Content starts

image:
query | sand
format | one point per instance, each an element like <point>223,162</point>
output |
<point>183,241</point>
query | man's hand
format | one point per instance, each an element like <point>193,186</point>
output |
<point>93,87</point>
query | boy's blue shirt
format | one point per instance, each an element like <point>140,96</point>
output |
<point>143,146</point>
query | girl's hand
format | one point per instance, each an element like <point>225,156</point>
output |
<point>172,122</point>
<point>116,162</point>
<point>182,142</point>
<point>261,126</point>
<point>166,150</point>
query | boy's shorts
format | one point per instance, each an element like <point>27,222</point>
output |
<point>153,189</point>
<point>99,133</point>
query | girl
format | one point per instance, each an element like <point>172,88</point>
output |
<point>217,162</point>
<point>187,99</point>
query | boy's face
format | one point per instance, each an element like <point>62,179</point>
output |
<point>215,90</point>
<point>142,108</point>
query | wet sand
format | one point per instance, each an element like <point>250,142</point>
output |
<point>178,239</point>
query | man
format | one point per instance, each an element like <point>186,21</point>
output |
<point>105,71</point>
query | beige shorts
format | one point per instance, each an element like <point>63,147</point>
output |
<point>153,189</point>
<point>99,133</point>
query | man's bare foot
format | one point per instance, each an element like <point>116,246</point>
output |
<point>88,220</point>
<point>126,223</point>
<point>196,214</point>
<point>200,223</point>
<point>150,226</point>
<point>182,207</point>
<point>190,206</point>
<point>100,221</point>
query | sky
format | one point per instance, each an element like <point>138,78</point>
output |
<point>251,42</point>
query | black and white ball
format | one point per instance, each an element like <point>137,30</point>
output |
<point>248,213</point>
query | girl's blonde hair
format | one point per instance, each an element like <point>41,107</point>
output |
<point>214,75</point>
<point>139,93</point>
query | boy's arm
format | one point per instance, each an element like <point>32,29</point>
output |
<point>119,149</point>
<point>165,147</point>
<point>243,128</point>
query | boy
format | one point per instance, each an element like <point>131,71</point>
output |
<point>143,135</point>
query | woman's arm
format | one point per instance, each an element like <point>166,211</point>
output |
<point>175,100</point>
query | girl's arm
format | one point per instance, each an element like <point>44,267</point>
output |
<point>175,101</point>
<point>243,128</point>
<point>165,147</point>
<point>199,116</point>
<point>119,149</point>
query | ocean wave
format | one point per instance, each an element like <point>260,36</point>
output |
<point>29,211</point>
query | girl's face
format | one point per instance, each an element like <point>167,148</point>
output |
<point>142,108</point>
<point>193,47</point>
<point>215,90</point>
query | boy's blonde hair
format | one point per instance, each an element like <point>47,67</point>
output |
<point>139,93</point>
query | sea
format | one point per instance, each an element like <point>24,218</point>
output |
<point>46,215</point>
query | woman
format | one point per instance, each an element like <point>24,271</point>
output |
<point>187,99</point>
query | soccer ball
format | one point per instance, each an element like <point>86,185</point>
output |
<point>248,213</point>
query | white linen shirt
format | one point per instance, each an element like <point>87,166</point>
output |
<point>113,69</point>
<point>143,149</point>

Content ends

#### [ASSIGNED TASK]
The listing above needs to be retyped. Reproduce every line exactly.

#### [EXERCISE OUTPUT]
image:
query | sand
format | one point per instance, each an element like <point>223,162</point>
output |
<point>183,241</point>
query | man's hand
format | one point per instance, each an element like <point>193,186</point>
output |
<point>93,87</point>
query | boy's blue shirt
format | one point per instance, each an element like <point>140,96</point>
output |
<point>143,146</point>
query | girl's hand
format | one point per instance, each an element like <point>225,156</point>
output |
<point>172,122</point>
<point>116,162</point>
<point>182,142</point>
<point>261,126</point>
<point>166,150</point>
query | boy's shorts
format | one point per instance, each an element like <point>27,222</point>
output |
<point>153,189</point>
<point>99,133</point>
query | girl
format | one point per instance, each an element like <point>172,88</point>
output |
<point>217,162</point>
<point>187,99</point>
query | boy's face
format | one point per instance, each an element like <point>62,179</point>
output |
<point>215,90</point>
<point>142,108</point>
query | wet sand
format | one point per instance, each an element like <point>250,142</point>
output |
<point>178,239</point>
query | man
format | one point per instance, each an element like <point>186,21</point>
output |
<point>105,71</point>
query | beige shorts
format | one point per instance, each an element like <point>63,147</point>
output |
<point>153,189</point>
<point>99,133</point>
query | man's bare foot
format | one point per instance, each an element like <point>116,246</point>
output |
<point>88,220</point>
<point>126,223</point>
<point>196,214</point>
<point>200,223</point>
<point>150,226</point>
<point>182,207</point>
<point>190,206</point>
<point>100,221</point>
query | sky
format | one point per instance, each an element like <point>138,78</point>
output |
<point>251,42</point>
query | black and white ball
format | one point per instance, each an element like <point>137,30</point>
output |
<point>248,213</point>
query | girl's blonde hair
format | one point per instance, each an element like <point>41,107</point>
output |
<point>214,75</point>
<point>139,93</point>
query | boy's arm
format | one point per instance, each an element like <point>32,29</point>
output |
<point>119,149</point>
<point>165,147</point>
<point>243,128</point>
query | boy
format | one point per instance, each an element like <point>131,71</point>
output |
<point>143,135</point>
query | woman's arm
format | one point per instance, each an element like <point>166,211</point>
output |
<point>175,100</point>
query | girl's arm
format | one point per instance, each an element like <point>44,267</point>
output |
<point>175,101</point>
<point>243,128</point>
<point>165,147</point>
<point>199,116</point>
<point>119,149</point>
query | ocean wave
format | one point per instance, each an element like <point>260,36</point>
output |
<point>29,211</point>
query | girl's face
format | one point per instance, each an element like <point>167,148</point>
output |
<point>142,108</point>
<point>193,47</point>
<point>215,90</point>
query | boy's blonde hair
format | one point per instance, each an element like <point>47,67</point>
output |
<point>139,93</point>
query | sea
format | one point per instance, each an element like <point>24,218</point>
output |
<point>46,215</point>
query | woman
format | one point per instance, each an element like <point>24,271</point>
output |
<point>187,99</point>
query | soccer ball
format | one point per instance, each an element like <point>86,185</point>
output |
<point>248,213</point>
query | white linen shirt
format | one point per instance, each an element like <point>87,166</point>
output |
<point>113,69</point>
<point>143,149</point>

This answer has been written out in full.